[[ TEXT PASSAGE, beginning ]]
Monday, Sep. 13, 1971
THE 1968 campaign began with bumps for Correspondent John Austin. Covering the early phase of Richard Nixon's nomination quest, Austin was struck in the head by a 5-lb. package of confetti at a Chicago rally. Then, as he tried to keep up with a Nixon motorcade in San Francisco, he was hit by a police motorcycle. He took his wife to one political event, at Madison Square Garden. She made it through the police line easily without official credentials; he was detained, though he wore the laminated press card issued to newsmen only after they passed a federal security check.
Nothing so unsettling has happened to Austin during the preliminaries of the 1972 campaign-at least not yet. Part of a Washington-based team whose members rotate among the would-be candidates, Austin drew Edmund Muskie as his first assignment. His reporting for this week's cover story really began eight months ago when he got his first long, close look at the Senator by accompanying him to London, the Middle East and Moscow. Austin has also talked politics with Muskie from Thomas Point, Me., to Capitol Hill. The only heavy objects hitting Austin during this period were the puns that Muskie likes to mutter to those at his elbow (looking at a stone sarcophagus in Egypt, the Senator observed: "These Egyptians sure didn't take the afterlife for granite").
[[ TEXT PASSAGE, end ]]
* EXERCISE DIRECTIONS
Condense the paragraph of the passage about correspondent John Austin that begins "THE 1968 campaign began" into a brief bulleted list of its main facts.
[[ DATA LISTING, beginning ]]
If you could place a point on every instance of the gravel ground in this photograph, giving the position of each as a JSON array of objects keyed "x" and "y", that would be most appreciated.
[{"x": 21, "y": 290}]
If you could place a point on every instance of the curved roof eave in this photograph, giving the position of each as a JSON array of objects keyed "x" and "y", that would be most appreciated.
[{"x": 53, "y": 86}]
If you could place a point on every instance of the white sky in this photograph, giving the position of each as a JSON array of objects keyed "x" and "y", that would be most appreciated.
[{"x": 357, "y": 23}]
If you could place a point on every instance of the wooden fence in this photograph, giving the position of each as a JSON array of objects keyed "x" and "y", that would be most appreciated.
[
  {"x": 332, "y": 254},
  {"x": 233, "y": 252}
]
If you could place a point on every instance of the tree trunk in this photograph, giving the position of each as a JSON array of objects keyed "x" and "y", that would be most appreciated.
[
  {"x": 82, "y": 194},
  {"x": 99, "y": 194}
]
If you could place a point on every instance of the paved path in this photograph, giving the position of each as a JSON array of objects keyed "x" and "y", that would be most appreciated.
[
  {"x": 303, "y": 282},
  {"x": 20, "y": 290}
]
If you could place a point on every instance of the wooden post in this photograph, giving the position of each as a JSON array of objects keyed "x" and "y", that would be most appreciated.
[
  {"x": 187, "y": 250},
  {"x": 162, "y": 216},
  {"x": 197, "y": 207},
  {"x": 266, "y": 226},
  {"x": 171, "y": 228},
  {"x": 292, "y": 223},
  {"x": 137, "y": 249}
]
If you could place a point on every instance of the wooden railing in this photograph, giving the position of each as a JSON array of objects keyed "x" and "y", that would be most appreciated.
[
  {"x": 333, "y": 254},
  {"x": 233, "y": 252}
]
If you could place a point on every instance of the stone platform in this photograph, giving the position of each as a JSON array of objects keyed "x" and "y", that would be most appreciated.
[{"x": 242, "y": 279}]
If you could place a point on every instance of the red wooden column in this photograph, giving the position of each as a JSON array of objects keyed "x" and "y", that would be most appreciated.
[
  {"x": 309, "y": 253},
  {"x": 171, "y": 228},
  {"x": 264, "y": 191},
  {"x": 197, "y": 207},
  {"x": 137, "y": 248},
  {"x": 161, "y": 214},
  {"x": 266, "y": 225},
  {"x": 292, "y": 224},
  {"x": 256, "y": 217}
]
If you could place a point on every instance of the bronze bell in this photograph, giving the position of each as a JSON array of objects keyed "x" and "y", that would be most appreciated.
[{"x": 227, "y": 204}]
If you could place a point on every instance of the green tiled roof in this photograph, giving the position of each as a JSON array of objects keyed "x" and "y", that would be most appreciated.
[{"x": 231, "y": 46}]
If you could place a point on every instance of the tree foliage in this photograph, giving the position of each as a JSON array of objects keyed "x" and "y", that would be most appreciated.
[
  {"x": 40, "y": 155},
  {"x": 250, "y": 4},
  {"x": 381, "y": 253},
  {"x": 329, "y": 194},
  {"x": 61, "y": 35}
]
[[ DATA LISTING, end ]]
* RESULT FOR THIS EXERCISE
- While covering the early phase of Richard Nixon's nomination quest in the 1968 campaign, Correspondent John Austin was struck in the head by a 5-lb. package of confetti at a Chicago rally.
- In San Francisco, a police motorcycle hit him as he tried to keep up with a Nixon motorcade.
- At Madison Square Garden, his wife passed the police line easily without official credentials. He was detained even though he wore the laminated press card that newsmen received only after passing a federal security check.